(Items from a dataset)

-- -- --

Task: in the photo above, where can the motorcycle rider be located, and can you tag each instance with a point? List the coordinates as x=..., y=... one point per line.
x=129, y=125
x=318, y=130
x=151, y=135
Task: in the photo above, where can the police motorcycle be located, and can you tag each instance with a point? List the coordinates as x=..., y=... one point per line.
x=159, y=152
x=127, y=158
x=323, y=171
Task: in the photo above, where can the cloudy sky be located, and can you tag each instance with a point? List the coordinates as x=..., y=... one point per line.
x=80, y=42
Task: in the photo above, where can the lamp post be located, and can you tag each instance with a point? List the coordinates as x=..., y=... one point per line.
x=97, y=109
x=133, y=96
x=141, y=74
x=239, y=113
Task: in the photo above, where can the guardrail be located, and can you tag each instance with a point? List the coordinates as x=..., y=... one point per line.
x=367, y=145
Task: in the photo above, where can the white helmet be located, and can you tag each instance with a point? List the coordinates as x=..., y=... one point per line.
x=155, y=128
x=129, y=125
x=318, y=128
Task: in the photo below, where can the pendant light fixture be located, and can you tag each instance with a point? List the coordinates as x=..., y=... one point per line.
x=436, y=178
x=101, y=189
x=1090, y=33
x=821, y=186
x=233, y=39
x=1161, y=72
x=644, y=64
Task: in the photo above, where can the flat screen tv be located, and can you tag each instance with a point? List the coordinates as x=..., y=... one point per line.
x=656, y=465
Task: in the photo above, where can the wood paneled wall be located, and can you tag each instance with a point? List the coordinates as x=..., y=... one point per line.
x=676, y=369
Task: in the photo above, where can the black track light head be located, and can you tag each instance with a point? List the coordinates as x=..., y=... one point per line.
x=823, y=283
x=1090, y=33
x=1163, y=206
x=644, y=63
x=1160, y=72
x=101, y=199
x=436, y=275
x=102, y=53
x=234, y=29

-- -- --

**DIRECTIVE**
Convert the lines of the listing above into a numbered list, omitting blank lines, starting with the line containing "Task: in the photo above, where can the cloudy" and going on through the line containing "x=367, y=145", both included. Cover only those lines.

**EXPECTED OUTPUT**
1. Task: in the photo above, where can the cloudy sky be located, and can you tag each instance with a point? List the coordinates as x=..., y=... one point per line.
2. x=80, y=42
3. Task: in the photo above, where can the lamp post be located, and can you tag each instance with a point? List the coordinates as x=..., y=... one point per line.
4. x=97, y=109
5. x=133, y=96
6. x=141, y=74
7. x=239, y=113
8. Task: in the photo above, where can the guardrail be located, and can you tag each instance with a point? List the coordinates as x=..., y=... one point per line.
9. x=367, y=145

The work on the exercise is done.